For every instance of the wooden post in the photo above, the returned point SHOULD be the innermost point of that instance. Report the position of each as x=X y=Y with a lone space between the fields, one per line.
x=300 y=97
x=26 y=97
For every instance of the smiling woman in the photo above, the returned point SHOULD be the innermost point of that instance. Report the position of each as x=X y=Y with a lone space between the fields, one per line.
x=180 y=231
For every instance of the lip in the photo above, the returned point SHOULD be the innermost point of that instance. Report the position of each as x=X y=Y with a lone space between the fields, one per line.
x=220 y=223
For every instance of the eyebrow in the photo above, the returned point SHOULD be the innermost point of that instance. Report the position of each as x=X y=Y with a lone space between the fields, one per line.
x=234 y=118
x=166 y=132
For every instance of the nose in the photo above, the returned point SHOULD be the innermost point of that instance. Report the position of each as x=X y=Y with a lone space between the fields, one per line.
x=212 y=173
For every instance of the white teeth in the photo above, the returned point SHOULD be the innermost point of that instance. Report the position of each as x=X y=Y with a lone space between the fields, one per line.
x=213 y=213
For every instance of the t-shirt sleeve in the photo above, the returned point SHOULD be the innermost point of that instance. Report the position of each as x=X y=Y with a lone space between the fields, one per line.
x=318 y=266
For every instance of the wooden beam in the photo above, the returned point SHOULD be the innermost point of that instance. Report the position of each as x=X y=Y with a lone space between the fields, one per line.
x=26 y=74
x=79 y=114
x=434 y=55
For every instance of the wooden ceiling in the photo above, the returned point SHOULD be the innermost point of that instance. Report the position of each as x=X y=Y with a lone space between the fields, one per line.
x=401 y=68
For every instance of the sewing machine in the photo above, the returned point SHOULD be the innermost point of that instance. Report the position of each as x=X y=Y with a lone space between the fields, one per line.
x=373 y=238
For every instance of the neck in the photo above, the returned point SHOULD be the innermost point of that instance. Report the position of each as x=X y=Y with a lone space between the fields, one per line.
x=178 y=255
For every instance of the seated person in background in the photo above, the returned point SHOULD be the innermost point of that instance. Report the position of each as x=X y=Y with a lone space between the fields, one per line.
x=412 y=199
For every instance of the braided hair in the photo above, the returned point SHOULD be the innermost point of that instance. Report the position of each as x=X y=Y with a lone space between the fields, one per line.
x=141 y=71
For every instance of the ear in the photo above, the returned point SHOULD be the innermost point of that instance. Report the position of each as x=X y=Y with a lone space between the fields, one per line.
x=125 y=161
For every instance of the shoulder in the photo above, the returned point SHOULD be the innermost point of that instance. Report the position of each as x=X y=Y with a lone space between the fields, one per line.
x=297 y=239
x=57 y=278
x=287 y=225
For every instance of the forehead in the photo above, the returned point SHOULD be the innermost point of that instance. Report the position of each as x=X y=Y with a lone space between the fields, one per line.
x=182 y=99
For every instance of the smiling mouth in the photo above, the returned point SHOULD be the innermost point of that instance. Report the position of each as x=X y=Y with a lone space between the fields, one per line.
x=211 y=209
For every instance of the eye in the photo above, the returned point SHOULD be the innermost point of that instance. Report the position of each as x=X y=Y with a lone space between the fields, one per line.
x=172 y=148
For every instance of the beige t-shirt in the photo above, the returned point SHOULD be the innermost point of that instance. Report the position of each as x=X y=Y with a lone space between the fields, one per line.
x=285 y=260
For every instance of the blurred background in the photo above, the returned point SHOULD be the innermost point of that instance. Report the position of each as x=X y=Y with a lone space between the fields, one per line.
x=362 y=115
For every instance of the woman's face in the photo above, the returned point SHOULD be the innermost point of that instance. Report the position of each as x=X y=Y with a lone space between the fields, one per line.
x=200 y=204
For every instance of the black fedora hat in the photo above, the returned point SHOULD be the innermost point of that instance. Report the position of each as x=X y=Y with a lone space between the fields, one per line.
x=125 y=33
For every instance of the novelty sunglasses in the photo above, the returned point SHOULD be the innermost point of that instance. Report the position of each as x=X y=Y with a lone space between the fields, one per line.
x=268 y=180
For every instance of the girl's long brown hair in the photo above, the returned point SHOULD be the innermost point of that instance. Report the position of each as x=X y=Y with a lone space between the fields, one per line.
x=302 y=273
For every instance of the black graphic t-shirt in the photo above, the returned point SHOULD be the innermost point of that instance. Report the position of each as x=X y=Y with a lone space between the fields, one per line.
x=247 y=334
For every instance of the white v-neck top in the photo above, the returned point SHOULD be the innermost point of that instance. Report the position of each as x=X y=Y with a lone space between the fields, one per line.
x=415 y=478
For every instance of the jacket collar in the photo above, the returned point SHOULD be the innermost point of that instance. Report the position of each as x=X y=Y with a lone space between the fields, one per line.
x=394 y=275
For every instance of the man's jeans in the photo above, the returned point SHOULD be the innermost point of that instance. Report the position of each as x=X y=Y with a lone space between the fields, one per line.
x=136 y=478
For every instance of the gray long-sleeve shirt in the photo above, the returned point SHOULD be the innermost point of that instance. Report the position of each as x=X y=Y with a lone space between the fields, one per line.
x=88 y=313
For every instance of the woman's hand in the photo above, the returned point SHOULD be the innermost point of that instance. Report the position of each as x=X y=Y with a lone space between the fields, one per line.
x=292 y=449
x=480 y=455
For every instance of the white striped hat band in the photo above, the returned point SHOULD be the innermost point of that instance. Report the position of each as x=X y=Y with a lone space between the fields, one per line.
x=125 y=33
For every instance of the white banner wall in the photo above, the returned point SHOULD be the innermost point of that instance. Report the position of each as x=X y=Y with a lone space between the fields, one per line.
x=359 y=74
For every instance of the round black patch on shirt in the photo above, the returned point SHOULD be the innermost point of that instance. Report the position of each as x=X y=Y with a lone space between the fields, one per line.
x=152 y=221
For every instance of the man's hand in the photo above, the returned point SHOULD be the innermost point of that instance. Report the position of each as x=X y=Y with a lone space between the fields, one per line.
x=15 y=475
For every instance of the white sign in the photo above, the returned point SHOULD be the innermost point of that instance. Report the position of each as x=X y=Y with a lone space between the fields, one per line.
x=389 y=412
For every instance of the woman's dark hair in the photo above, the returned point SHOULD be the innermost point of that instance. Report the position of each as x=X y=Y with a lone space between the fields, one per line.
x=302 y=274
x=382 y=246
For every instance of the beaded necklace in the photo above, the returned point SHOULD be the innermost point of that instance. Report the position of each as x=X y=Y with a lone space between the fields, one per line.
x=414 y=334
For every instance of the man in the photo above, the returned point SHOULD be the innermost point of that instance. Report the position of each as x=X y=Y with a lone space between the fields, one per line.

☆ ☆ ☆ ☆ ☆ ☆ ☆

> [Problem statement]
Write out the whole listing exactly.

> [Response to the task]
For every instance of the wooden post in the photo above, the returned point SHOULD be the innermost point of that instance. Report the position of each as x=X y=Y with a lone space between the fields, one per line.
x=300 y=97
x=26 y=97
For every instance of the smiling woman in the photo above, the returned point SHOULD be the innermost point of that instance. Report the position of each as x=X y=Y with a lone space between the fields, one per line.
x=180 y=231
For every instance of the lip in the photo above, the returned point SHOULD be the innermost point of that instance. Report the position of each as x=X y=Y with a lone space between the fields, one per line.
x=220 y=223
For every instance of the eyebrow in the photo above, the returned point SHOULD be the innermost point of that instance. Report the position of each as x=X y=Y with a lone space between the fields, one per line.
x=234 y=118
x=166 y=132
For every instance of the nose in the photo above, the returned point SHOULD be the innermost point of that instance. Report the position of each as x=X y=Y with a lone space between the fields, one per line.
x=212 y=173
For every instance of the white teeth in the photo above, the returned point SHOULD be the innermost point of that instance. Report the position of each as x=X y=Y with a lone space between the fields, one per line.
x=213 y=213
For every instance of the t-shirt sleeve in the photo above, the returned point SHOULD be the innermost point of that instance. Report the position of each as x=X y=Y with a lone space between the fields, one per line.
x=318 y=266
For every instance of the wooden beam in the photo above, the returned point SHOULD be the innermost point of that instance. Report the position of each as x=X y=Y with a lone space between the fields, one per line.
x=26 y=74
x=79 y=114
x=434 y=55
For every instance of the wooden ceiling in the photo above, the returned point SHOULD be the innermost point of that instance. Report the position of each as x=X y=Y with a lone space between the fields, one per line.
x=401 y=68
For every instance of the sewing machine in the photo above, the returned point SHOULD be the innermost point of that instance. Report the position of each as x=X y=Y with a lone space between the fields, one per line.
x=373 y=238
For every instance of the neck in the photo above, the returned point SHOULD be the innermost point of that instance. Report the position of each as x=X y=Y with a lone space between the fields, one per line.
x=178 y=255
For every instance of the seated person in background in the photo above, the returned point SHOULD be the innermost point of that instance. Report the position of each as x=X y=Y with a lone space between the fields, one per line.
x=412 y=199
For every instance of the braided hair in the photo above, the returned point SHOULD be the innermost point of that instance. Report the position of each as x=X y=Y with a lone space between the fields, one per line.
x=141 y=71
For every instance of the ear in the photo above, the returned point SHOULD be the innermost point of that instance. Report the position of each as x=X y=Y with a lone space between the fields, one per line.
x=125 y=161
For every instance of the shoulder in the photo above, the returned point SHOULD be the innermost point of that instance. Report the position of each as x=X y=Y with a lone space between the fields, one per line.
x=297 y=239
x=57 y=278
x=287 y=225
For every instance of the forehead in the photo above, the returned point SHOULD be the innermost point of that instance. Report the position of each as x=X y=Y with a lone space between the fields, one per line.
x=182 y=99
For every instance of the smiling mouth in the photo above, the returned point SHOULD be the innermost point of that instance. Report the position of each as x=X y=Y with a lone space between the fields, one per line.
x=211 y=209
For every instance of the eye in the photo above, the returned point SHOULD be the innermost point of that instance. Report the position of each as x=X y=Y with a lone space between the fields, one per line.
x=172 y=148
For every instance of the beige t-shirt in the photo above, the returned point SHOULD be the innermost point of that instance. Report the position of each as x=X y=Y with a lone space between the fields, one per line.
x=285 y=260
For every instance of the blurred background in the photo above, the returned point SHOULD be the innermost point of that instance. Report the position of each as x=X y=Y with a lone space between the fields, one per line.
x=362 y=115
For every instance of the woman's face in the photo above, the returned point SHOULD be the innermost point of that instance. Report the position of each as x=X y=Y with a lone space between the fields, one per line.
x=200 y=204
For every instance of the black fedora hat in the photo above, the returned point SHOULD be the innermost point of that instance. Report the position of each as x=X y=Y with a lone space between the fields, one per line.
x=125 y=33
For every instance of the novelty sunglasses in the photo above, the returned point SHOULD be the innermost point of that instance. Report the position of each as x=X y=Y with a lone space between the fields, one per line.
x=268 y=180
For every instance of the girl's long brown hair in the photo above, the returned point SHOULD be the innermost point of that instance. Report the position of each as x=X y=Y with a lone space between the fields, one per line.
x=302 y=273
For every instance of the black graphic t-shirt in the photo above, the returned point SHOULD be the innermost point of that instance. Report the position of each as x=X y=Y with a lone space between the fields, one per line.
x=247 y=334
For every instance of the white v-neck top in the photo above, the returned point SHOULD be the innermost point of that instance. Report the position of each as x=X y=Y with a lone space between the fields, one per line.
x=415 y=478
For every instance of the jacket collar in the photo above, the returned point SHOULD be the innermost point of that instance. Report the position of each as x=X y=Y with a lone space between the fields, one per line.
x=394 y=275
For every instance of the man's jeans in the photo above, the returned point SHOULD be the innermost point of that instance. Report the position of each as x=X y=Y with a lone space between the fields, one per line.
x=136 y=478
For every instance of the gray long-sleeve shirt in the photo above, the returned point SHOULD be the innermost point of that instance. Report the position of each as x=X y=Y with a lone space between the fields, one per line.
x=88 y=313
For every instance of the woman's hand in the photo above, the returned point SHOULD be the innermost point of that instance. Report the position of each as x=X y=Y with a lone space between the fields, one per line.
x=292 y=449
x=480 y=455
For every instance of the white striped hat band in the photo above, the returned point SHOULD be the innermost point of that instance. Report the position of each as x=X y=Y with a lone space between the fields, one per line.
x=125 y=33
For every instance of the white banner wall in the photo above, the returned point SHOULD be the innermost point of that instance. Report the position of each as x=X y=Y with a lone space between the fields, one per line.
x=359 y=74
For every instance of the round black patch on shirt in the photo above, the returned point SHOULD be the innermost point of that instance. Report the position of each as x=X y=Y with a lone space between the fields, one per line.
x=152 y=221
For every instance of the man's hand in the photo above, the returned point SHOULD be the innermost point of that instance. Report the position of each as x=X y=Y with a lone space between the fields, one per line.
x=15 y=475
For every instance of the white sign in the photo above, the returned point SHOULD be the innermost point of that instance. Report the position of each as x=X y=Y with a lone space between the fields, one per line.
x=389 y=412
For every instance of the woman's dark hair in the photo above, the returned point SHOULD be the innermost point of that instance. Report the position of each as x=X y=Y with a lone space between the fields, one per line.
x=302 y=274
x=382 y=246
For every instance of the beaded necklace in the photo above, the returned point SHOULD be the innermost point of that instance. Report the position of each as x=X y=Y with a lone space between the fields, one per line.
x=414 y=334
For every instance of the man in the photo above, the returned point SHOULD be the innermost point of that instance. Report the position of each as x=X y=Y with a lone space between the fields, one per line.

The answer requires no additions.